### SHORT EXERCISE
Copy each of the records below word for word, leaving out the pictures.

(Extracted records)
• • •

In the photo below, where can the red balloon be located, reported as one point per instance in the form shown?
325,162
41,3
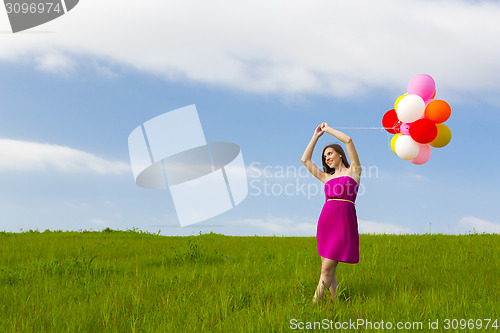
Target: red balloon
391,122
423,131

• • •

### ANSWER TO THIS PROBLEM
In the photo below, where can the red balloon be located, reported as one point per instance in the form shown?
325,162
41,3
Target: red balloon
391,122
423,131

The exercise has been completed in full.